## Work instructions
Identify each line in the data below that contains the string "white", and reproduce every such line in full. Treat uppercase and lowercase letters as distinct.

## Information provided
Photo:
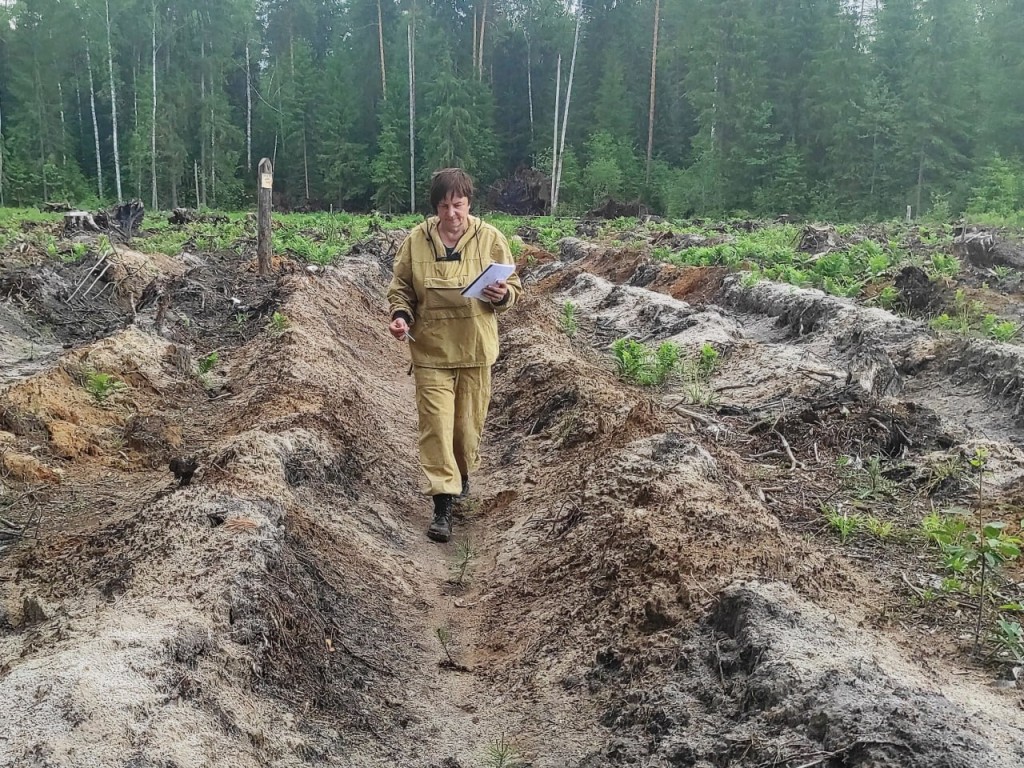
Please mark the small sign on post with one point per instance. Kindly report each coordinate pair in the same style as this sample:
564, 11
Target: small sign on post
264, 245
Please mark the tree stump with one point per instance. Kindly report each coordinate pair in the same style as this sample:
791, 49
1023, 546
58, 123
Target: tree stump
984, 249
264, 245
80, 221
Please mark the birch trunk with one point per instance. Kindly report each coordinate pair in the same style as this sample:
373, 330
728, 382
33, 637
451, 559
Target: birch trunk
412, 120
64, 127
153, 123
565, 116
653, 75
554, 138
95, 123
114, 102
202, 95
380, 44
213, 155
1, 156
305, 159
529, 84
136, 171
249, 112
42, 145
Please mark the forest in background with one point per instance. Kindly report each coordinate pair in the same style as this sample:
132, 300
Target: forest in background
843, 109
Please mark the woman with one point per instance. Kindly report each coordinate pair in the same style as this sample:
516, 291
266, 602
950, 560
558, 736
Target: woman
453, 340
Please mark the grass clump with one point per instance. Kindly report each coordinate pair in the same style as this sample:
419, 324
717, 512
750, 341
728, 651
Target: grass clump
643, 365
101, 386
279, 324
567, 320
503, 754
207, 364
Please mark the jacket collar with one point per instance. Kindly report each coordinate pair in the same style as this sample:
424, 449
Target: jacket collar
472, 228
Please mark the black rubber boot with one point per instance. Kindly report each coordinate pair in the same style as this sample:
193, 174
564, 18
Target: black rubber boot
440, 527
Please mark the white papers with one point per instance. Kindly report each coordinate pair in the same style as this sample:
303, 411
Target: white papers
494, 273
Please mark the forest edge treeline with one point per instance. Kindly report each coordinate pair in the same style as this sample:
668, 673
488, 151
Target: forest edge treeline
852, 109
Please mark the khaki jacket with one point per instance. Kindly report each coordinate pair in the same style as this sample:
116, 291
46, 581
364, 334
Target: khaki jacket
451, 331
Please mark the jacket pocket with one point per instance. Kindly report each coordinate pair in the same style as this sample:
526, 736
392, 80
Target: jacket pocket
444, 293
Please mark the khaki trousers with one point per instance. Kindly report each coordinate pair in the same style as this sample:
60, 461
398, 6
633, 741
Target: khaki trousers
452, 404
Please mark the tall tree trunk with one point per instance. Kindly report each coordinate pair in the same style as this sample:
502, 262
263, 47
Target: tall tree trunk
213, 155
81, 120
202, 138
921, 180
565, 117
95, 123
64, 127
114, 102
554, 139
153, 123
529, 84
305, 159
136, 170
412, 119
42, 144
479, 48
653, 75
1, 156
380, 44
249, 112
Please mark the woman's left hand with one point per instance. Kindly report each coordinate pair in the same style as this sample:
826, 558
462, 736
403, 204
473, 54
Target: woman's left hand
496, 292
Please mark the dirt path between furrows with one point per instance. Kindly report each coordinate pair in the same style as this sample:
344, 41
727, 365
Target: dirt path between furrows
652, 584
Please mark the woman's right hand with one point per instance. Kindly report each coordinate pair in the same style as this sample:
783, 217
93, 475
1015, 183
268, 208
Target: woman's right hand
398, 329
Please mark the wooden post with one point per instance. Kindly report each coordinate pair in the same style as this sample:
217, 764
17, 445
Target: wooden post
264, 247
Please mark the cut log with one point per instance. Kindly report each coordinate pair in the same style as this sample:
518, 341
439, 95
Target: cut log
78, 221
181, 216
818, 240
526, 193
985, 250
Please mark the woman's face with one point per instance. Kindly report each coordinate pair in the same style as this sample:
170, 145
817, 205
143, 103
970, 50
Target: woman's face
453, 214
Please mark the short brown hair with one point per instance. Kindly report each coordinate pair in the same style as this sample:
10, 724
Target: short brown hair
454, 181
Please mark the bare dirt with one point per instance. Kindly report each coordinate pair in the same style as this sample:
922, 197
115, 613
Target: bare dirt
652, 582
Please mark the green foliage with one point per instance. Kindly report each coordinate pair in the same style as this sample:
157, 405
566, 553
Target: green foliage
944, 266
844, 523
461, 567
101, 386
642, 365
999, 330
879, 528
998, 189
966, 314
1009, 639
708, 359
207, 364
279, 324
503, 754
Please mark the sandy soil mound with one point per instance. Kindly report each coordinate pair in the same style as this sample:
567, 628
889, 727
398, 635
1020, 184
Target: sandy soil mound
627, 586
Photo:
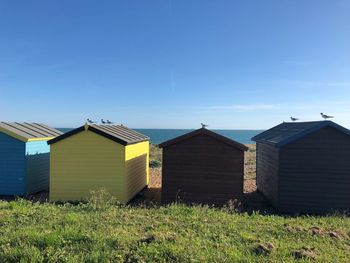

## Output
Please mark the white papers with one point per instance. Kindly report each coordinate pair in the same style as this sample:
Target: white papers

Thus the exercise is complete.